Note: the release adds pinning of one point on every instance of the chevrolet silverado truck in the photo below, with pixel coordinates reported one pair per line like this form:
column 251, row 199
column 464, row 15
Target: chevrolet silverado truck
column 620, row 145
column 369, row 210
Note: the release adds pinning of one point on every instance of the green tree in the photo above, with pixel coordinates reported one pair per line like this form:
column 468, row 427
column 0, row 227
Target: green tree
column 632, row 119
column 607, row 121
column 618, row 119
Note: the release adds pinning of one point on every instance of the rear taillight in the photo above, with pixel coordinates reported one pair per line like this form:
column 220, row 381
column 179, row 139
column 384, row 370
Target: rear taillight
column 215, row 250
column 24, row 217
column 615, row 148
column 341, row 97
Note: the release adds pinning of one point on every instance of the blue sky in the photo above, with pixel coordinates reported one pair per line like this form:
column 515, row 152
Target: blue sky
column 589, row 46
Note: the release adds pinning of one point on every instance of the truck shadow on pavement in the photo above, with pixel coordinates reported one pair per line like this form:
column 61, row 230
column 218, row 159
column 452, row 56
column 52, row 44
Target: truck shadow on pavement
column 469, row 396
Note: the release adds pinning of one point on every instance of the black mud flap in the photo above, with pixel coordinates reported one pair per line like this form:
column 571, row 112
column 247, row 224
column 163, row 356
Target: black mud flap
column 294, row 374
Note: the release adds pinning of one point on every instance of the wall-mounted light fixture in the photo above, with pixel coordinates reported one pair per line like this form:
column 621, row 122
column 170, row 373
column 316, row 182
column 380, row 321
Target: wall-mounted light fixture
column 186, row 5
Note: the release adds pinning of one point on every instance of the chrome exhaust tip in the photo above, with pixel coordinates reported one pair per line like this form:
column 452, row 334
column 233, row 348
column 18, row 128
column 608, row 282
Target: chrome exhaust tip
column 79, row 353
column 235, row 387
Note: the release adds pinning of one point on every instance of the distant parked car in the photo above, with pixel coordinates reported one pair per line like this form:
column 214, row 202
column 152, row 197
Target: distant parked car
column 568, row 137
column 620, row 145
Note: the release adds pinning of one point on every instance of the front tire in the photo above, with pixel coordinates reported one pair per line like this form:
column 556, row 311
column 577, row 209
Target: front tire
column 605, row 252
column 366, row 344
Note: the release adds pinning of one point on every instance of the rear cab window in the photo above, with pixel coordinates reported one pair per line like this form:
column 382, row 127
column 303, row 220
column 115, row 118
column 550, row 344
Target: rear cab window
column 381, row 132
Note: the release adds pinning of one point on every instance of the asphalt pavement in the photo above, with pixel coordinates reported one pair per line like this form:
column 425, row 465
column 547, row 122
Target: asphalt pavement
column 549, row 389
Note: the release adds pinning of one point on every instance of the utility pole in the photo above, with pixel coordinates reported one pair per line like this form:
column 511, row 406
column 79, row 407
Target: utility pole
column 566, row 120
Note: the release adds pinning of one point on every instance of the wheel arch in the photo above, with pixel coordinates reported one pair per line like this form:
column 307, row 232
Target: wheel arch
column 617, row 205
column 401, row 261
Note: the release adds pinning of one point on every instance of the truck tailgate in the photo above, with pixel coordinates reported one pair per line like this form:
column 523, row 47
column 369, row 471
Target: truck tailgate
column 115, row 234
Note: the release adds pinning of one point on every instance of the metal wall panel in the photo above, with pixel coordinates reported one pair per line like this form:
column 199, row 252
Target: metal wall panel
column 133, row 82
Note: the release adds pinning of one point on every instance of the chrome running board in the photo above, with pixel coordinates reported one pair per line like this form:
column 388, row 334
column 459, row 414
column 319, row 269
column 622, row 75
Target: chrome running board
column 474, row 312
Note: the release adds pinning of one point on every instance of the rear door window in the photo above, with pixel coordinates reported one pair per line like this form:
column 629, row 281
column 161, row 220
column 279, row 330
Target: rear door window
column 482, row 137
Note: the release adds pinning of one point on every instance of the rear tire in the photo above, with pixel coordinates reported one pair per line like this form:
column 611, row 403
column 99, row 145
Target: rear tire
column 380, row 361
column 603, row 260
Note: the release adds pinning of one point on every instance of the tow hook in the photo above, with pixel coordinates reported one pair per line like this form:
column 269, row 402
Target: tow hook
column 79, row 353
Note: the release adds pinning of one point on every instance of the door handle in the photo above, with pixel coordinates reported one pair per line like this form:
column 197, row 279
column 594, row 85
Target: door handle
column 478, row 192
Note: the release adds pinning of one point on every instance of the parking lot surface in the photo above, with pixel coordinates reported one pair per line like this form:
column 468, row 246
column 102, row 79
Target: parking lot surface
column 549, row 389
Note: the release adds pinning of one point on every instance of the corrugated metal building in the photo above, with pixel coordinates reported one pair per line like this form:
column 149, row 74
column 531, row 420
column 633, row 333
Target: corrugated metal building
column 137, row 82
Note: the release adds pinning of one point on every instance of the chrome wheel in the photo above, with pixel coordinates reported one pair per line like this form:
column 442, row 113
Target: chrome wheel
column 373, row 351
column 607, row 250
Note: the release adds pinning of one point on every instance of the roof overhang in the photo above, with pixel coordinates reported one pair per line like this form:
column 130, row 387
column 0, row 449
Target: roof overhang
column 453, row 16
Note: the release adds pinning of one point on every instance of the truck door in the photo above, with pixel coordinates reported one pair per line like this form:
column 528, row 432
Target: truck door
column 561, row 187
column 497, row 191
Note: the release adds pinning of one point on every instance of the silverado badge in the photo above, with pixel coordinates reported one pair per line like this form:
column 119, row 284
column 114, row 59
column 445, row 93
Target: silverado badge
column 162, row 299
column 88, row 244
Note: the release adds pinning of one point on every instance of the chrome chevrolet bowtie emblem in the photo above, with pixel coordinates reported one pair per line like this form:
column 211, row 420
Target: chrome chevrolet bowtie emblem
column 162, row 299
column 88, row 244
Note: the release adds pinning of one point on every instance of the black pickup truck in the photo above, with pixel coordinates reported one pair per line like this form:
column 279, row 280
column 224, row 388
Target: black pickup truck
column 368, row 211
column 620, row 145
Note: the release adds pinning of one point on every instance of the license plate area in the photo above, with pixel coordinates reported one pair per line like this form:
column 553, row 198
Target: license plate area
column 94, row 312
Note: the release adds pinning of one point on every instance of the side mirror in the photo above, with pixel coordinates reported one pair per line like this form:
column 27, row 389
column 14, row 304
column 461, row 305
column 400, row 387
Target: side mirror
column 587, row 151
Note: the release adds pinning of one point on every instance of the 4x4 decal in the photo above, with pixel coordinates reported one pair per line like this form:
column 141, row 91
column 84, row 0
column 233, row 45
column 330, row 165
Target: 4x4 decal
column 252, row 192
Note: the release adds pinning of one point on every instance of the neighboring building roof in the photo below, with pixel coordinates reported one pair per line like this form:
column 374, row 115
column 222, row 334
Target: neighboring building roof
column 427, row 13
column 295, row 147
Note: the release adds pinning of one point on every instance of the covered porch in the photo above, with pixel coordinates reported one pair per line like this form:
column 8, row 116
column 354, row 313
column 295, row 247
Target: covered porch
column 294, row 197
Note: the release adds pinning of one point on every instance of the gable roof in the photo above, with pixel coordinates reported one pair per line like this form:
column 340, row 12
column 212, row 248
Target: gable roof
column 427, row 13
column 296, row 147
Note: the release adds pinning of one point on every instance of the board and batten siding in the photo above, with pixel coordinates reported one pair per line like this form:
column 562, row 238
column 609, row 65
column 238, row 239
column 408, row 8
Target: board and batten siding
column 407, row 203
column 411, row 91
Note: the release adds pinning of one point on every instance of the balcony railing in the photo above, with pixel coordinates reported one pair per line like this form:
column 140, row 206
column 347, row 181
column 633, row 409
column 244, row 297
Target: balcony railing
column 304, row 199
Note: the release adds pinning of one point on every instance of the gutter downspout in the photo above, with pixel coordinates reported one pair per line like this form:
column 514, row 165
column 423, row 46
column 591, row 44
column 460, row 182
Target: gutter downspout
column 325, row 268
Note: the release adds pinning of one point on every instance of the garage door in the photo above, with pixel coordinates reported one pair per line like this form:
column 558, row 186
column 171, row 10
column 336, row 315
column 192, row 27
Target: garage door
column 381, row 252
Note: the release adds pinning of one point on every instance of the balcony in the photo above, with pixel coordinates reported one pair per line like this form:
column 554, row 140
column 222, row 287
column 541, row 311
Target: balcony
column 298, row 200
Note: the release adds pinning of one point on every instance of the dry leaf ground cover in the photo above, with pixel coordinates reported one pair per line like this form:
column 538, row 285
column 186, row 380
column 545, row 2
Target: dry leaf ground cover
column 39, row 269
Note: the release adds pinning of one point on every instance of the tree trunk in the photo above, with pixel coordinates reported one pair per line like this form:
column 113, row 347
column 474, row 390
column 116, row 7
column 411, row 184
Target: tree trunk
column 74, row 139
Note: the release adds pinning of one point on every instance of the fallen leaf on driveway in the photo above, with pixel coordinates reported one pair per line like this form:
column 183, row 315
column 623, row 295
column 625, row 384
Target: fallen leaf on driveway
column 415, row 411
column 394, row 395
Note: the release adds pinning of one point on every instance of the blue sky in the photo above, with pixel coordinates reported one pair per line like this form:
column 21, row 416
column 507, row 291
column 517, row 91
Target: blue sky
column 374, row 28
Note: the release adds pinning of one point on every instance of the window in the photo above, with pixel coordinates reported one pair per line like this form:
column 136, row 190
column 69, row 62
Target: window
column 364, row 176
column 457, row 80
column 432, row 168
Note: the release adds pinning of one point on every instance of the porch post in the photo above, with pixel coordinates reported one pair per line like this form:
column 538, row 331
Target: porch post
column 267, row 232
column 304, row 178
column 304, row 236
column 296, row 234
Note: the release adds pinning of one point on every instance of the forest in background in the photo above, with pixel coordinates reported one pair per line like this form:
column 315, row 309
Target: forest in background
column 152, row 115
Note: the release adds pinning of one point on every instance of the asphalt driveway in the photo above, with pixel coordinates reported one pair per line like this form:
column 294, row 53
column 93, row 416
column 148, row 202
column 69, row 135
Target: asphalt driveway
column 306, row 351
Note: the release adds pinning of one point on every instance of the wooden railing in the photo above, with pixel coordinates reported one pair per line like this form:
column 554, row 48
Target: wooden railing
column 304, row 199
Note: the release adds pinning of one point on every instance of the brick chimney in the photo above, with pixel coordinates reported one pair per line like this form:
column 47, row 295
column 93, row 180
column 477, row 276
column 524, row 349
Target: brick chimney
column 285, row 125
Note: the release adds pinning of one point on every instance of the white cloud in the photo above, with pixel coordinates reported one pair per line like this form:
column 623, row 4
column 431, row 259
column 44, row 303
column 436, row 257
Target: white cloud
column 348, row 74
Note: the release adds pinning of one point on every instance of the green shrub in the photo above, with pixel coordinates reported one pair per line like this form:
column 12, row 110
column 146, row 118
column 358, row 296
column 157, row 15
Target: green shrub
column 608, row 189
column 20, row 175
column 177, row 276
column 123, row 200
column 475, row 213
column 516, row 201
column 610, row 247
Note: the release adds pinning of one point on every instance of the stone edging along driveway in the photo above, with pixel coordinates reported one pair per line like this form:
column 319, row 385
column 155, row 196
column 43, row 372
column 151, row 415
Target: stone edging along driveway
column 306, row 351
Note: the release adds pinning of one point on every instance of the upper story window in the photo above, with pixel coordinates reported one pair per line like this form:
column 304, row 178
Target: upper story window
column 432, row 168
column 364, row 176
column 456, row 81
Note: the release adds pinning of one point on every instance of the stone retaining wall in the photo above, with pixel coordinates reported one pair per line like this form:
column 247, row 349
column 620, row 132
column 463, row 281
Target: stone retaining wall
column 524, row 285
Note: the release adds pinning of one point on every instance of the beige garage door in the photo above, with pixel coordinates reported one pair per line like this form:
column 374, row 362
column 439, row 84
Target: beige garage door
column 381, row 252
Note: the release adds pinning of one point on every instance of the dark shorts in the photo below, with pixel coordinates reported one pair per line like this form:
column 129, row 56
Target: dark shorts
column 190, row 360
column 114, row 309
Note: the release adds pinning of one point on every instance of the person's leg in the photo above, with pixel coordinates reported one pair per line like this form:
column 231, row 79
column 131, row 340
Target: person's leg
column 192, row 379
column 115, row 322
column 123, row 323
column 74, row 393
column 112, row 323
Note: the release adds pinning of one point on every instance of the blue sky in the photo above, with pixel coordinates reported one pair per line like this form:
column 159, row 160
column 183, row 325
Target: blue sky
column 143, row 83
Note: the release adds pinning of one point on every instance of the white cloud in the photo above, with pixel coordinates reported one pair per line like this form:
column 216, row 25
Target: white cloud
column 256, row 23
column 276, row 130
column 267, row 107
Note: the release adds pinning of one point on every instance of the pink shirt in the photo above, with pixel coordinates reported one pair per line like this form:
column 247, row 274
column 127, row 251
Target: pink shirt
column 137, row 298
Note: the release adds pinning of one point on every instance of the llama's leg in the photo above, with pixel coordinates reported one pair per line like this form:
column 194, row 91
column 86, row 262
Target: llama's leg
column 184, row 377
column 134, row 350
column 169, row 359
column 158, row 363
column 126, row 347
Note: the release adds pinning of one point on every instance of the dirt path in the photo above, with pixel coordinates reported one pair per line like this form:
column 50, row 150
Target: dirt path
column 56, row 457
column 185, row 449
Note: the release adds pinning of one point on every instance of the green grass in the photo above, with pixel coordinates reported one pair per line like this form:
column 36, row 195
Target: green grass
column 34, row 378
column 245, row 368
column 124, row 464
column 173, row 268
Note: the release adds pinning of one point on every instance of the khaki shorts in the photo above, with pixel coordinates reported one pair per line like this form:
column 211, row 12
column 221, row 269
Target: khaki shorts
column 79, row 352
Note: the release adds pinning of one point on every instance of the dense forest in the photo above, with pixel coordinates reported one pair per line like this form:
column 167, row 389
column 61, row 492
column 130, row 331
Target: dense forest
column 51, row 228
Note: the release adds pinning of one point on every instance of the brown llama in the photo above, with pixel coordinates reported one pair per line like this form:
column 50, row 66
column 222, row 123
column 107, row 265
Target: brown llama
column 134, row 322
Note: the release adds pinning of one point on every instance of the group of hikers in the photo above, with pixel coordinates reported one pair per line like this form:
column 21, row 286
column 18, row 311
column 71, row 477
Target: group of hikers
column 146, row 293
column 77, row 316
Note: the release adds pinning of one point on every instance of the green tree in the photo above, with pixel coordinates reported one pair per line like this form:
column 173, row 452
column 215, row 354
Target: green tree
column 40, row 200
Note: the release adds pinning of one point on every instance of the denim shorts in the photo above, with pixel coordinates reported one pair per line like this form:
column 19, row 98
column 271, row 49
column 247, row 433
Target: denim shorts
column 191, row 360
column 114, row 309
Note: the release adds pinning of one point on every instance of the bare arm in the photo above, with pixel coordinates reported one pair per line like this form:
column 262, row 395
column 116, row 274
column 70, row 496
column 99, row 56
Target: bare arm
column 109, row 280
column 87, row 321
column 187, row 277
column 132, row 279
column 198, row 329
# # # # # # #
| Problem statement |
Where does "below" appear in the listing? Show every line that has it.

| Output |
Note: the release adds pinning of one point on every instance of the chevrolet silverado truck in the photo below, with pixel coordinates reported one pair per line like this form:
Note: the release adds pinning of one point on every instance of the neighboring building roof in the photo below, with pixel coordinates reported one pair per line like this form:
Note: the release adds pinning of one point on every instance of the dark shorts in the photo below, with pixel coordinates reported one pair per line like this form:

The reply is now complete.